== EXERCISE GOAL ==
Rewrite the material below with every instance of "bounding box" changed to "enclosing rectangle", keeping everything else the same.

== INPUT MATERIAL ==
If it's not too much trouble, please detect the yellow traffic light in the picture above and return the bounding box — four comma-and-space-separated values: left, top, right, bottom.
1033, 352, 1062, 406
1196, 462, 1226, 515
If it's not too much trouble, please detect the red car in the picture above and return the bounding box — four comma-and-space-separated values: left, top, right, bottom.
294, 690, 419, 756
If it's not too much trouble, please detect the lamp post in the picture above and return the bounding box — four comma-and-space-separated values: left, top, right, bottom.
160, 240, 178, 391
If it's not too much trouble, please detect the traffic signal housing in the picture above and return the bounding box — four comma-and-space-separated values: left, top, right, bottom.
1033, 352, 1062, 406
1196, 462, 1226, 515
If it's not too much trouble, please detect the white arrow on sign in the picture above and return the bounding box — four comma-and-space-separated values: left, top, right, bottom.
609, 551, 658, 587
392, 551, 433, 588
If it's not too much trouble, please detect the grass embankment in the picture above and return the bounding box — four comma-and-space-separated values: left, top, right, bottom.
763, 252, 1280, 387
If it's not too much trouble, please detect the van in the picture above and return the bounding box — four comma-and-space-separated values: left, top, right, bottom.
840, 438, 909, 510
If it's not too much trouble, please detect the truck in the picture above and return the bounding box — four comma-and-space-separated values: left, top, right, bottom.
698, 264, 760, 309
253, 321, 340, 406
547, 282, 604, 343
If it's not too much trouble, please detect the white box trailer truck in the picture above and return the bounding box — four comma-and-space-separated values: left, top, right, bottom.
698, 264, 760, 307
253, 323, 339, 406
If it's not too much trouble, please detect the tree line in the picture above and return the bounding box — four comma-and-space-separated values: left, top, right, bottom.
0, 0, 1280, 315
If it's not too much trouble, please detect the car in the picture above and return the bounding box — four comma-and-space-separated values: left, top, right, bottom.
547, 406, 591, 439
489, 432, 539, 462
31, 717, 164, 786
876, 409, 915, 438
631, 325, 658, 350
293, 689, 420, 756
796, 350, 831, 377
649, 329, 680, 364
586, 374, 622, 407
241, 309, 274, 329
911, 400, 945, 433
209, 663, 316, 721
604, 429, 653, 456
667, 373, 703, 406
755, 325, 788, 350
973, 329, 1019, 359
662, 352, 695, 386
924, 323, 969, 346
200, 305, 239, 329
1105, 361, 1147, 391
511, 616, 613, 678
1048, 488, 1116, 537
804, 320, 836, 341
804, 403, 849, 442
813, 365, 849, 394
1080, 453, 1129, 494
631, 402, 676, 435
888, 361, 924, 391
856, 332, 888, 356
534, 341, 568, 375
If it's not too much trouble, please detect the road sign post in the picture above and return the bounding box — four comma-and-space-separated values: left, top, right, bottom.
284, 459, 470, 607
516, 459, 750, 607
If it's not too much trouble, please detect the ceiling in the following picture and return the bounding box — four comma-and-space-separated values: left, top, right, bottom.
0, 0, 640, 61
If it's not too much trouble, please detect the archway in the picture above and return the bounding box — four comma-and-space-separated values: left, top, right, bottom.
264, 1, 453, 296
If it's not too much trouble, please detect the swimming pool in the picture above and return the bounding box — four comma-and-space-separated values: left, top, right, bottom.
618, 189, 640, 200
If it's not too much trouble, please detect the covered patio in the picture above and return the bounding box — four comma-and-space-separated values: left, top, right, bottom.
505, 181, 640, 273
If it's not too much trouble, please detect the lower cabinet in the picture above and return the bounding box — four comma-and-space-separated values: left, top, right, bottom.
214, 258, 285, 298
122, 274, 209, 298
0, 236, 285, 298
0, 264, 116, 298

== PROBLEM SOLUTION ==
If it's not too much trouble, please detect the yellow traffic light in the picture above and return the enclosing rectangle — four comma-and-space-separated values: left, top, right, bottom.
1033, 352, 1062, 406
1196, 462, 1226, 515
If it's not too much trouble, please detect the red car in the picture above and return the enclosing rectangle — four comma-and-space-separated values: left, top, right, bottom.
294, 690, 419, 756
If it's not too much trouble, please detect the lamp post in the picture above and return the enclosing rectangle — four comma-and-space-separated values: left, top, right, bottom.
160, 240, 178, 391
If it's not too much trouble, please detect the traffic signal housing in the picture above and return the enclosing rectangle — four comma-and-space-separated values: left, top, right, bottom.
1033, 352, 1062, 406
1196, 462, 1226, 515
If it's not too much trouble, please detect the white arrow on sign in the picture above and return the enclosing rectangle — four comma-and-space-separated values: left, top, right, bottom.
609, 551, 658, 587
392, 551, 433, 588
If it's not too much trouble, please detect the grass embankment in the picture above and return the enclosing rectangle — four comma-and-space-separated values: left, top, right, bottom.
763, 252, 1280, 387
If it's not too much trouble, please detect the van in the picture above and return the enclosing rectangle — four comma-and-space-separated values: left, top, right, bottom.
840, 438, 909, 510
If it's not too much trouble, please detect the truck in the picture above and return the enclosing rectangle — four comma-and-space-separated values: left, top, right, bottom.
698, 264, 760, 309
253, 321, 340, 406
547, 282, 604, 343
If it's not too much trouble, please detect the white box trailer truck in the picture above and return the enclosing rectangle — four comma-and-space-separated values: left, top, right, bottom.
698, 264, 760, 307
253, 323, 339, 406
If it's not too much trouble, please detect the tree line in the picture above and return the enclosing rectangle — four comma-and-space-separated values: left, top, right, bottom.
0, 0, 1280, 315
If it's not too much trouble, please detect the car in the picture above and return the enclosing rectangle — four comma-and-space-separated values: left, top, right, bottom.
547, 406, 591, 439
489, 432, 539, 462
31, 717, 164, 786
876, 409, 915, 438
631, 325, 658, 350
293, 689, 420, 756
796, 350, 831, 377
649, 329, 680, 364
586, 374, 622, 407
241, 309, 274, 329
911, 400, 945, 433
209, 663, 316, 721
604, 429, 653, 456
667, 373, 703, 406
755, 325, 788, 350
973, 329, 1019, 359
662, 352, 695, 386
924, 323, 969, 346
200, 305, 239, 329
1105, 361, 1147, 391
511, 616, 613, 678
1048, 488, 1116, 537
804, 320, 836, 341
804, 403, 849, 442
813, 365, 849, 394
1080, 453, 1129, 494
631, 402, 676, 435
888, 361, 924, 391
856, 332, 888, 356
534, 341, 568, 375
If it's not too much trouble, please detect the road sign post in the picture above and return the enclosing rectangle — four comma-and-space-separated values: left, top, right, bottom.
284, 459, 470, 607
516, 459, 750, 607
If it's not too much trouble, please detect the ceiling in the following picture and return the enclosing rectangle — four comma-and-space-separated values: left, top, right, bottom.
0, 0, 640, 61
If it's not too much trouble, please detect the archway in the picture above and return the enclosing rectangle — four comma-and-space-separated values: left, top, right, bottom.
264, 1, 453, 296
If it's not too much trouble, please detect the swimming pool in the picture above and return the enclosing rectangle — four comma-and-space-separated values: left, top, right, bottom.
618, 189, 640, 200
If it's not too much trouble, please detect the covered patio in the picture above and return the enclosing rectangle — four comma-and-space-separated values: left, top, right, bottom.
505, 181, 640, 273
If it's not too much trouble, please detect the lower cabinet in the picture above and return the enclosing rectangle — four comma-and-space-separated values: left, top, right, bottom.
214, 258, 285, 298
122, 274, 209, 298
0, 236, 285, 298
0, 264, 116, 298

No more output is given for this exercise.